WHAT YOU NEED TO DO: Reproduce the closing part of the entries exactly: the line with "Please locate the yellow sock" and all lines after it, ending with the last line, and nothing else.

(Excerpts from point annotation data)
※ ※ ※
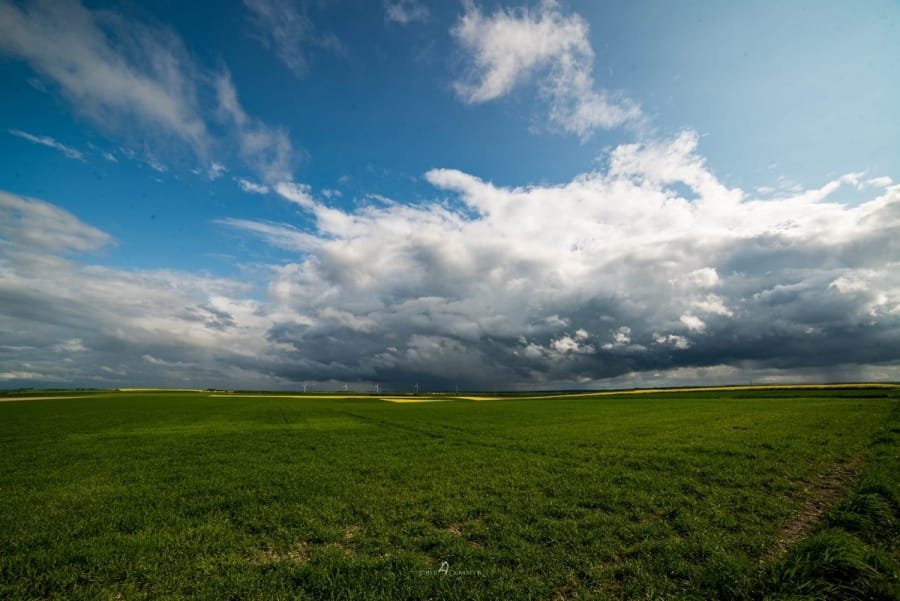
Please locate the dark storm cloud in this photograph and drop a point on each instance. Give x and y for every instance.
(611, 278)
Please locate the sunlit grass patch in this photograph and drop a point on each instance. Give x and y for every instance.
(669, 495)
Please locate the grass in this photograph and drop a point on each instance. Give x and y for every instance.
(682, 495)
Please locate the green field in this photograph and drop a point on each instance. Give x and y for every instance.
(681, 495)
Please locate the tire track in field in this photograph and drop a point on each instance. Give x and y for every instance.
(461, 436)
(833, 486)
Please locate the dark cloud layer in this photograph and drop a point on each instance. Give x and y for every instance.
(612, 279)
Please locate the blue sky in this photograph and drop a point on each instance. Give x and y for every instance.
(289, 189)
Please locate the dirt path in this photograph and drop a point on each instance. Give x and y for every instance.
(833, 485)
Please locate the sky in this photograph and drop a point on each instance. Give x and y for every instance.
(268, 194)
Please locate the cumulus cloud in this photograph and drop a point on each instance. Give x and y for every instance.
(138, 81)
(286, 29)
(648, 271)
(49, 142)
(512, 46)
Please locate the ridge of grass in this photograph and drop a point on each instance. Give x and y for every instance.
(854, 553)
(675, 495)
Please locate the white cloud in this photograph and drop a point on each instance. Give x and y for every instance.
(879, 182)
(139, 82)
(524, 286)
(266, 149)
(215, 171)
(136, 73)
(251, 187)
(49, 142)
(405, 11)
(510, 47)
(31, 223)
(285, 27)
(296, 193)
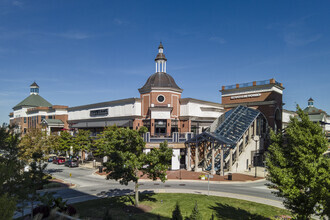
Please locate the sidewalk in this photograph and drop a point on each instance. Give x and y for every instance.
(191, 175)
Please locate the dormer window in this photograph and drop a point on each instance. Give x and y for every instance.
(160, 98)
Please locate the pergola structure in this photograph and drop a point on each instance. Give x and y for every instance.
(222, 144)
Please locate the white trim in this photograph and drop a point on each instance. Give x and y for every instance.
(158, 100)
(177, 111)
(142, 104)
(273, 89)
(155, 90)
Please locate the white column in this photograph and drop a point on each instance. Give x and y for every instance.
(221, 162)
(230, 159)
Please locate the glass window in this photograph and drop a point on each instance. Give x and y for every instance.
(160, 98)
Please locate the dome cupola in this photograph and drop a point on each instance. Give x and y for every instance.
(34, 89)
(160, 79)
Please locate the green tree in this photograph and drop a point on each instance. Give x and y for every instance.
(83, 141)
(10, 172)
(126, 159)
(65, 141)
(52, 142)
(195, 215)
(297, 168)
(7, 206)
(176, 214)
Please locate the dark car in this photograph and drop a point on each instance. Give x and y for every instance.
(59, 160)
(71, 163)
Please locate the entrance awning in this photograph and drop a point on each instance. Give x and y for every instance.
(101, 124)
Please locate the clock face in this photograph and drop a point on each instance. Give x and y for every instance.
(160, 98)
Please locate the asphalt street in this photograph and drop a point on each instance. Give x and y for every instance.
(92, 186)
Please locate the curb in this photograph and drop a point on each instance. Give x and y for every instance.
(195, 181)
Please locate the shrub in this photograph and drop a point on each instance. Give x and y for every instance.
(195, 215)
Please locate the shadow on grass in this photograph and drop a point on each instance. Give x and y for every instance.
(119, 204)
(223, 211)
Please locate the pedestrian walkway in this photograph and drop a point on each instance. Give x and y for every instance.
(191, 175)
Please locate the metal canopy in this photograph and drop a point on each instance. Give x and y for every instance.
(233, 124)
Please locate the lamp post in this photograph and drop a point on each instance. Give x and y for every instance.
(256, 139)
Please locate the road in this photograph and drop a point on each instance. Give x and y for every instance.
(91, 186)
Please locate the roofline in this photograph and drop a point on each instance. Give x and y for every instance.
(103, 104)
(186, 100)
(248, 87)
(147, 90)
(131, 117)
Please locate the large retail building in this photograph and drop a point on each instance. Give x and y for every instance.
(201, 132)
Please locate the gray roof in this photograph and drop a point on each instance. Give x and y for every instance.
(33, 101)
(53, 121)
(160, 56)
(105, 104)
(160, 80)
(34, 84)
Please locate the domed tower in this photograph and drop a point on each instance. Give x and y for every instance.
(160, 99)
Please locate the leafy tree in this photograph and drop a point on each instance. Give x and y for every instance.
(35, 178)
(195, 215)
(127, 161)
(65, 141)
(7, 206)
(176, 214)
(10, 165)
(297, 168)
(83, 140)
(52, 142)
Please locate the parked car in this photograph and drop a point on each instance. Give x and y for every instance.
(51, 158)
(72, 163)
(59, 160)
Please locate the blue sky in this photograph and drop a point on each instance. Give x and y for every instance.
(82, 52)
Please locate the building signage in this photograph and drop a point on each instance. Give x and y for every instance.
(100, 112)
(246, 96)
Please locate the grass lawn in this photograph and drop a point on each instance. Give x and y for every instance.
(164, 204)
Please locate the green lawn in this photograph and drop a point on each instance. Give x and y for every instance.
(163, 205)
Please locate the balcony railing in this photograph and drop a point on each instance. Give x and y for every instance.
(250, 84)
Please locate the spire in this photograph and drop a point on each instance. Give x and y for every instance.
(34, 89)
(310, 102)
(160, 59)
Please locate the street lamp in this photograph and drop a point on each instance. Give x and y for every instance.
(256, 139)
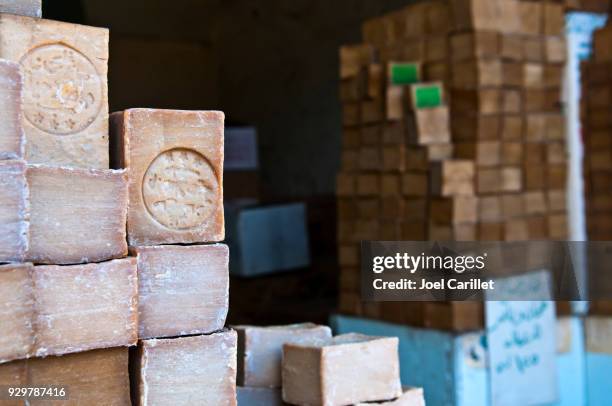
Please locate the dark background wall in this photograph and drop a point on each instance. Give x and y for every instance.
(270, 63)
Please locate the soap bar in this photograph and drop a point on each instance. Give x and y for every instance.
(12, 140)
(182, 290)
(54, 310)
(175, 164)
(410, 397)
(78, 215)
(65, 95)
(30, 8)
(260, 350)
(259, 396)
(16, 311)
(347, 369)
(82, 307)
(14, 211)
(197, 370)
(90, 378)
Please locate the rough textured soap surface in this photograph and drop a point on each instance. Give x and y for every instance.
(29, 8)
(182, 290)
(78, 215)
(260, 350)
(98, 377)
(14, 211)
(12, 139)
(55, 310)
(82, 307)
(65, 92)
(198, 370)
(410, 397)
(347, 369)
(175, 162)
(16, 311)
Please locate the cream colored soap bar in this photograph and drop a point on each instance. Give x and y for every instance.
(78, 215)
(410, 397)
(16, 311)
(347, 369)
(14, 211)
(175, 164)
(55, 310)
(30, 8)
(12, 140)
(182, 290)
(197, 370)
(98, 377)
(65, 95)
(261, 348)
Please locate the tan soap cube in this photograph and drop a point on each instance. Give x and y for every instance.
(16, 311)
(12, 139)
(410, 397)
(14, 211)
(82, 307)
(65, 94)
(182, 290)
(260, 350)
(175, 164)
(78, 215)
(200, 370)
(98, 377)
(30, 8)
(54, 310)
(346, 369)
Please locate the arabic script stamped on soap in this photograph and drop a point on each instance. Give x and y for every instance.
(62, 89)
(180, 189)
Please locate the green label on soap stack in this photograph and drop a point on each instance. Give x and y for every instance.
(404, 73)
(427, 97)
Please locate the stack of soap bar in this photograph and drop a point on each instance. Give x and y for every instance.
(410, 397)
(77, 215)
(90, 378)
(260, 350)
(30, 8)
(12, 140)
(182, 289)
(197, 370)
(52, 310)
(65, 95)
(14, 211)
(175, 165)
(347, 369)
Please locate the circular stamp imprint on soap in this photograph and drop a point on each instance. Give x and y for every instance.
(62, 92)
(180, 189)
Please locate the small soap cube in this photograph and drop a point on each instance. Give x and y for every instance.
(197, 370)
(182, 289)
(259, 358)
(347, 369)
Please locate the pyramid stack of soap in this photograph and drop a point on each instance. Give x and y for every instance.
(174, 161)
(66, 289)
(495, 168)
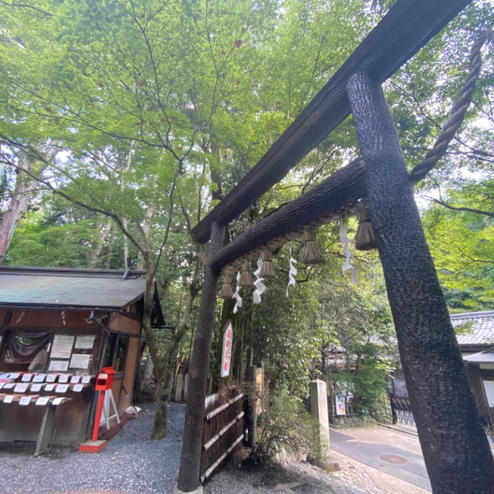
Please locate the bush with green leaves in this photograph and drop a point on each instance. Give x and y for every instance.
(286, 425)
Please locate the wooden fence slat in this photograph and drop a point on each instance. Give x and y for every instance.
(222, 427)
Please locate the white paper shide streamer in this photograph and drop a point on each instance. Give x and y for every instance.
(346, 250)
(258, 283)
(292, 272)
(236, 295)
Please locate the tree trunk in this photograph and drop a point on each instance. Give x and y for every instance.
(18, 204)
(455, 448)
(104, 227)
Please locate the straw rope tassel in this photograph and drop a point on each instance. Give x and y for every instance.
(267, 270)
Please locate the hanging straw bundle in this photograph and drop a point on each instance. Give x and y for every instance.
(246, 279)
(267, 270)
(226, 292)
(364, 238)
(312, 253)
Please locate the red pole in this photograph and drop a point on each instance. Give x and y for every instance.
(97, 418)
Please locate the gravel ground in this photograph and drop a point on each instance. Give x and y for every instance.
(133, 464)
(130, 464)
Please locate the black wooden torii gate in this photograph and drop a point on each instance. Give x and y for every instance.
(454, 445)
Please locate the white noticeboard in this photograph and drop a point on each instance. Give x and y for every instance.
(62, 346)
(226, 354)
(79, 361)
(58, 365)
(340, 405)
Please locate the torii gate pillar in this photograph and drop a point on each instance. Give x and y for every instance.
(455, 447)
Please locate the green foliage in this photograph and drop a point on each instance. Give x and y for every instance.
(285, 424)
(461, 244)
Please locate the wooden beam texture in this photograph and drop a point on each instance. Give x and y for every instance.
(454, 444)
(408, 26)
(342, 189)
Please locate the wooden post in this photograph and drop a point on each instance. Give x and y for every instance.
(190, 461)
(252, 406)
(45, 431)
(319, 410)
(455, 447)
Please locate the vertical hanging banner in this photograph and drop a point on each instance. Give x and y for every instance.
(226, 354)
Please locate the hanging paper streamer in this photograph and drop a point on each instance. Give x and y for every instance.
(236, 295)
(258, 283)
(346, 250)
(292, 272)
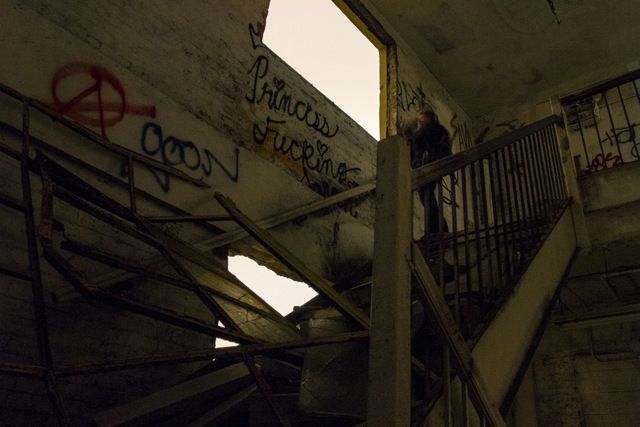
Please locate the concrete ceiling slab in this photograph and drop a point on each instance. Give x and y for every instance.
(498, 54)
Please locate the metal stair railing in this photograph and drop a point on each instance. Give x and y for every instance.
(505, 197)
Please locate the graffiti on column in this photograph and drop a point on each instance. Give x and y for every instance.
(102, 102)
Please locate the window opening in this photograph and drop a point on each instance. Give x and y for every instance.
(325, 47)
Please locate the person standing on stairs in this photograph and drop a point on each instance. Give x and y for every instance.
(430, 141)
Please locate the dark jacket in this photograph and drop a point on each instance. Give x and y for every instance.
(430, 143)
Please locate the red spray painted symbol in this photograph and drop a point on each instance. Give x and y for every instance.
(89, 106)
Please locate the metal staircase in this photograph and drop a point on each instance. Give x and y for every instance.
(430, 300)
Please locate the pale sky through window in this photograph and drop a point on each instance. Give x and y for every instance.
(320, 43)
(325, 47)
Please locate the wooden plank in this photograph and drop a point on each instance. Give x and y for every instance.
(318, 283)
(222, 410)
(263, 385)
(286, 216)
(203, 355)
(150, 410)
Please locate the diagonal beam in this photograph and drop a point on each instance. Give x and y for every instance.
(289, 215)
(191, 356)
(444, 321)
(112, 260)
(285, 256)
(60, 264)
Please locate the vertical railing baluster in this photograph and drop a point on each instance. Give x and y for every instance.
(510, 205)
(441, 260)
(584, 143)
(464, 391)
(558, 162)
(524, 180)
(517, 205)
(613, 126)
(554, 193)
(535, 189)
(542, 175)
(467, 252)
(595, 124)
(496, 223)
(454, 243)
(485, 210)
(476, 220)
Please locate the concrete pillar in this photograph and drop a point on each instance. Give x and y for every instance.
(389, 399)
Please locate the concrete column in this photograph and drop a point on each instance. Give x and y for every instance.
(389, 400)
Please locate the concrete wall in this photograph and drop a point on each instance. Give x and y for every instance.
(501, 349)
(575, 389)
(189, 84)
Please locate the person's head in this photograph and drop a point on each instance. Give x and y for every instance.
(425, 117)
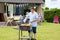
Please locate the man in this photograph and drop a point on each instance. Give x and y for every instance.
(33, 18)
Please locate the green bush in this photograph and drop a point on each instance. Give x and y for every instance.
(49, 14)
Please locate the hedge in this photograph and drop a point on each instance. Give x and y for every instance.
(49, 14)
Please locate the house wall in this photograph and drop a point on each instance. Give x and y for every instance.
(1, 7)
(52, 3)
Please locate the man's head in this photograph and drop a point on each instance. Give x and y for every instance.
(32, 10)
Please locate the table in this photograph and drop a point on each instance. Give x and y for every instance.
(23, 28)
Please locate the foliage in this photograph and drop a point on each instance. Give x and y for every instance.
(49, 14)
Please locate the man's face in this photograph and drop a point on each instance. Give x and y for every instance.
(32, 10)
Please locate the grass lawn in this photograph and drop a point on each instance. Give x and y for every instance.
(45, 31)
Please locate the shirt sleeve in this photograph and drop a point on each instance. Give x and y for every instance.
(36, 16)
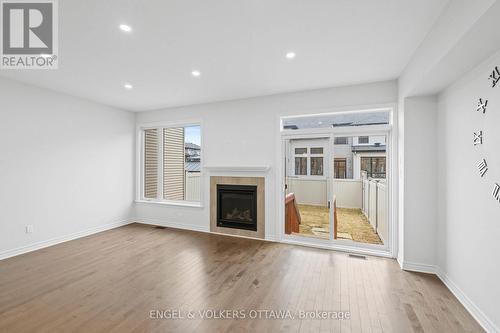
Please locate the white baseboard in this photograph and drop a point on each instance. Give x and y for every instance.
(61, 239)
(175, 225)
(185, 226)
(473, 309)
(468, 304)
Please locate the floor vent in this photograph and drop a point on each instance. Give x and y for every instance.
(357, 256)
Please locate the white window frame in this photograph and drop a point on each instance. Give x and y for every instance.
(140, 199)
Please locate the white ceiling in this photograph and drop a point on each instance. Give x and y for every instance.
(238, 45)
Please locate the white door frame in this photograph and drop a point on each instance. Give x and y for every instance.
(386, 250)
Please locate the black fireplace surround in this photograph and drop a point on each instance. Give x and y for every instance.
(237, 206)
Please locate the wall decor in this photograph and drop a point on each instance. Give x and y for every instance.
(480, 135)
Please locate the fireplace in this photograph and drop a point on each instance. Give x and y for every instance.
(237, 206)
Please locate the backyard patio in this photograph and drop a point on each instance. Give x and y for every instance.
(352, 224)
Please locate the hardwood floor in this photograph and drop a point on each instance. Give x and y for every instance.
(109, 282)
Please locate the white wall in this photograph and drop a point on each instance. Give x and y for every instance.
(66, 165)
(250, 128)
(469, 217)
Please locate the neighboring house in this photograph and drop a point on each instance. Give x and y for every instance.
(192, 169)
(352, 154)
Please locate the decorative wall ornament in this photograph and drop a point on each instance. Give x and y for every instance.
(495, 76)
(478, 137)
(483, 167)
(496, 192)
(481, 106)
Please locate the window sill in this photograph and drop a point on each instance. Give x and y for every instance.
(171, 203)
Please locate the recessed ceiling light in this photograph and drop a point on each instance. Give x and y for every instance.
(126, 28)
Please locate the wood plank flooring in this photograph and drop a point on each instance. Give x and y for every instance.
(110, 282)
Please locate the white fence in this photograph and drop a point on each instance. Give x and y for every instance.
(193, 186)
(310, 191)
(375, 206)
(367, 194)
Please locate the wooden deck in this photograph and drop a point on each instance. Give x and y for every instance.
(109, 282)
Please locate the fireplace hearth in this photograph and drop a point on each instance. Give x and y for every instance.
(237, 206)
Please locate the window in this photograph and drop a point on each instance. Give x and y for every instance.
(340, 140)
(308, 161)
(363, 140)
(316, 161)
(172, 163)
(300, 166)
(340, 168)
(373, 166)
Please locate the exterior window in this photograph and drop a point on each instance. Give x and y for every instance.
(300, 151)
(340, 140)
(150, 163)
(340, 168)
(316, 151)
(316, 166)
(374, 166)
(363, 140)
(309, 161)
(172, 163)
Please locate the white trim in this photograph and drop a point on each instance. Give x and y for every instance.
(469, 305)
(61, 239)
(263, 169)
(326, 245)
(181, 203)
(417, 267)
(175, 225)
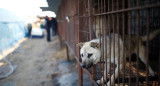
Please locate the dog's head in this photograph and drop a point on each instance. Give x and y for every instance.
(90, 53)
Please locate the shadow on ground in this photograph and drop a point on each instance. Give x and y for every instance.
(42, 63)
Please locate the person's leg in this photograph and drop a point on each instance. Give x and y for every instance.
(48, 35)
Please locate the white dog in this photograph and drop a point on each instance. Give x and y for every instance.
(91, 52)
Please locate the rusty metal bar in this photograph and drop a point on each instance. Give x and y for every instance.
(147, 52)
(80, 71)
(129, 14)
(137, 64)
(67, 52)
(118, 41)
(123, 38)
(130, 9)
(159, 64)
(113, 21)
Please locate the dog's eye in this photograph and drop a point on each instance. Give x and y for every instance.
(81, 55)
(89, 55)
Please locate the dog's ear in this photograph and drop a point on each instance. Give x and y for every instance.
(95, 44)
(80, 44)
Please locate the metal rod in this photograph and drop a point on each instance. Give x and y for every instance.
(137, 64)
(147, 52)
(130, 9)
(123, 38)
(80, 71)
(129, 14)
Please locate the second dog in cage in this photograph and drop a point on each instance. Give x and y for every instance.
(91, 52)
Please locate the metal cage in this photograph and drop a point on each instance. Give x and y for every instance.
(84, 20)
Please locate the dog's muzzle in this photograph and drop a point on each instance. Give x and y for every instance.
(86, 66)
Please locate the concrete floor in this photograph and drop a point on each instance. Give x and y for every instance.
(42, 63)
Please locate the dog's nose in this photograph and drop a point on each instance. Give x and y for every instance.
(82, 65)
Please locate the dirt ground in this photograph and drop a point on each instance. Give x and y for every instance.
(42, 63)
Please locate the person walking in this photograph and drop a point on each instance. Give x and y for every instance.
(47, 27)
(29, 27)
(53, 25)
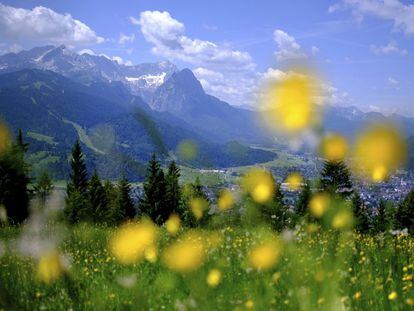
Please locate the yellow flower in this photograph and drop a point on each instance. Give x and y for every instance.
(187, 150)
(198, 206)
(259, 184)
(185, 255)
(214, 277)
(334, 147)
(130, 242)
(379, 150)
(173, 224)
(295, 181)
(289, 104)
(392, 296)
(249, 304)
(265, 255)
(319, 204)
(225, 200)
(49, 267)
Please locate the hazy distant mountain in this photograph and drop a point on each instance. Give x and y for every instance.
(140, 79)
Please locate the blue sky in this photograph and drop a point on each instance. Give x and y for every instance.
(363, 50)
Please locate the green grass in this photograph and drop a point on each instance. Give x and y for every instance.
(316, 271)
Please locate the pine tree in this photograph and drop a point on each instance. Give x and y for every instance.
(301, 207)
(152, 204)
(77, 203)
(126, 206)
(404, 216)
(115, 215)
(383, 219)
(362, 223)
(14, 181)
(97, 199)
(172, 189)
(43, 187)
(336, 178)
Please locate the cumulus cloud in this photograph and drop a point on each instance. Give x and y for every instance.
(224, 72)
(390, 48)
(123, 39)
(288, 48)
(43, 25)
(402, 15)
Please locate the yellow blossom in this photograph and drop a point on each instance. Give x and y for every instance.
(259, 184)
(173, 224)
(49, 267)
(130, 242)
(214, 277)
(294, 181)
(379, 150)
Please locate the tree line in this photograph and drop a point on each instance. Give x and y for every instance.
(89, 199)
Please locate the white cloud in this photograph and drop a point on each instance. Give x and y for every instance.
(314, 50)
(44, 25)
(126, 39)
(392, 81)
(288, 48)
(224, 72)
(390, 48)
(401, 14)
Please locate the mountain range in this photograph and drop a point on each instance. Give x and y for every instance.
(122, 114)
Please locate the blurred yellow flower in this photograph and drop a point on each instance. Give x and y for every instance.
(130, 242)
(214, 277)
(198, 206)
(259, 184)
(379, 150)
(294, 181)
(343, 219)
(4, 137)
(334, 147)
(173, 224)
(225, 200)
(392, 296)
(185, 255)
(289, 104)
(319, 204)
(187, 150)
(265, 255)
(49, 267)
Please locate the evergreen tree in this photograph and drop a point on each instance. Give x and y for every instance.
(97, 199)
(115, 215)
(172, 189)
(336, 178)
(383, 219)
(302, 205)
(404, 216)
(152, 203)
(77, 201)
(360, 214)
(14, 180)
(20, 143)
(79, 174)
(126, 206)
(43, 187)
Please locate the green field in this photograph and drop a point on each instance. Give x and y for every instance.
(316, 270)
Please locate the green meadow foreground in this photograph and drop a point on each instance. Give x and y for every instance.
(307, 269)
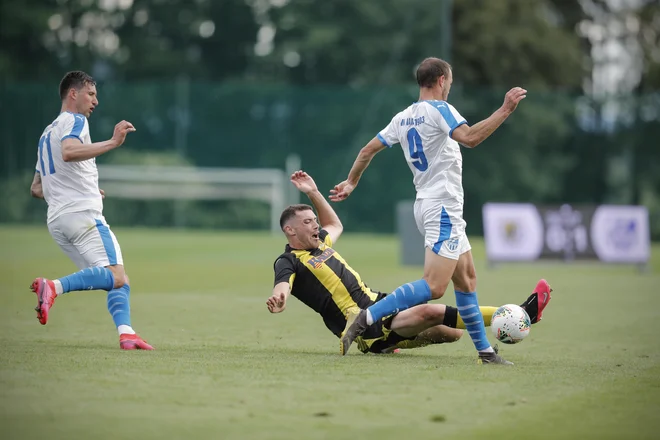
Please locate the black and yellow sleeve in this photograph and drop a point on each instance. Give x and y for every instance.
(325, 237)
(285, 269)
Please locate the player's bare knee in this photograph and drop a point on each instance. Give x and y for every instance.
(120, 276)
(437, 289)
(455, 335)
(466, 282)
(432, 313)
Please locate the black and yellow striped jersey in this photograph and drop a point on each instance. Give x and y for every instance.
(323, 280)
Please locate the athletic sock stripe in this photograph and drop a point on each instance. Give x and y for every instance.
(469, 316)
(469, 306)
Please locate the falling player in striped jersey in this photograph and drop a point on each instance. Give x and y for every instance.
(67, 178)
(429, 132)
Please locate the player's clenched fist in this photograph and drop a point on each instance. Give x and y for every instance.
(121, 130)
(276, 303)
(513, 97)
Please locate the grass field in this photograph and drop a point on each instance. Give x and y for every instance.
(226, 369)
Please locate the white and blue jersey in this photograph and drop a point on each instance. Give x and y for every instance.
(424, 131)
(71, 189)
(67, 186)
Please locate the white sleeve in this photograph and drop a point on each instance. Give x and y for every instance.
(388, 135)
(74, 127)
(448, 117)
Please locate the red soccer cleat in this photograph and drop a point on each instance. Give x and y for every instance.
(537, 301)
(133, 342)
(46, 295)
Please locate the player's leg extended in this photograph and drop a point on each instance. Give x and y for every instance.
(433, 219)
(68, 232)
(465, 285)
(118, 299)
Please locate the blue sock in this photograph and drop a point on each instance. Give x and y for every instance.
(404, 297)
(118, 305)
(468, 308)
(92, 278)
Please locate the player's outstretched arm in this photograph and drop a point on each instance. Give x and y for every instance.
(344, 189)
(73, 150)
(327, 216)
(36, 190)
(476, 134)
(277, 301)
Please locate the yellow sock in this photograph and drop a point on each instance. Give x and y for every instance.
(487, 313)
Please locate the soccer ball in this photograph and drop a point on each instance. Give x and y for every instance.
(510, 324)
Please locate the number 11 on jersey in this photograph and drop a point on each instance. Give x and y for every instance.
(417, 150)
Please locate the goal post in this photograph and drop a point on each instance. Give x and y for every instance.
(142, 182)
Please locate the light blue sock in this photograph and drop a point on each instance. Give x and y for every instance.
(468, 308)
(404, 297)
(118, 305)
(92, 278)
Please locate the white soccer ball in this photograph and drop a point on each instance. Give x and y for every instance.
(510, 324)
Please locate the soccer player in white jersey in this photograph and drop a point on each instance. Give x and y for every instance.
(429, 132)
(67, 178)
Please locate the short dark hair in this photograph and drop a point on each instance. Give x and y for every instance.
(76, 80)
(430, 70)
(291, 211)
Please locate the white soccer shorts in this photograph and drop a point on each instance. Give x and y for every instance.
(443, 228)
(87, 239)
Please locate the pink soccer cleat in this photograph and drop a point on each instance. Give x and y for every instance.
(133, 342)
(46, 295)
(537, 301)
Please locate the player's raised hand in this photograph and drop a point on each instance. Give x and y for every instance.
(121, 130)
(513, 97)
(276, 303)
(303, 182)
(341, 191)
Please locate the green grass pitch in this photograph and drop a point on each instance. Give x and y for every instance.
※ ※ ※
TASK OUTPUT:
Please locate the yellow sock in this photograph and drop a point on each instance. Give x and y for every instance.
(487, 313)
Please locate the soccer ball in this photograph and drop a point on each instance. Give x and y for every instance.
(510, 324)
Please locate the number 11 on jersey in this photograph and drop a point on each instance. Give x and y for every instance.
(417, 150)
Please locate the goal post in this photograph and drop a point on each instance. Give x and y for every instance.
(142, 182)
Please locate the light blue sock in this photograph and drop a point on each instance. Give x and y for every instance.
(468, 308)
(404, 297)
(118, 305)
(92, 278)
Please locate the white soccer ball in this photograph and drop a point on each instance. Give x and y for every instance.
(510, 324)
Please locate the soccer player in white jersey in this photograph and drop a point on each instance. Give x and y for every instance.
(429, 132)
(67, 178)
Please locate the short dark hair in this photograph and drop a point on each instance. Give x and y for every instance.
(76, 80)
(430, 70)
(291, 211)
Please locate the white soccer shorts in this photograph and drop a point on each instance. Give x and y for every instance.
(443, 228)
(87, 239)
Please locate the pink soccer cleat in this photograph and drop a point on each instance. Give x and y for every instance.
(133, 342)
(46, 295)
(537, 301)
Please locate the player's raised hand in this photograph and drop a point on each instance. Give x and y for every instance.
(121, 130)
(513, 97)
(276, 303)
(303, 182)
(341, 191)
Please locate the green grass pitch in this photograph and drop a point on each instance. Give x and y for every instance.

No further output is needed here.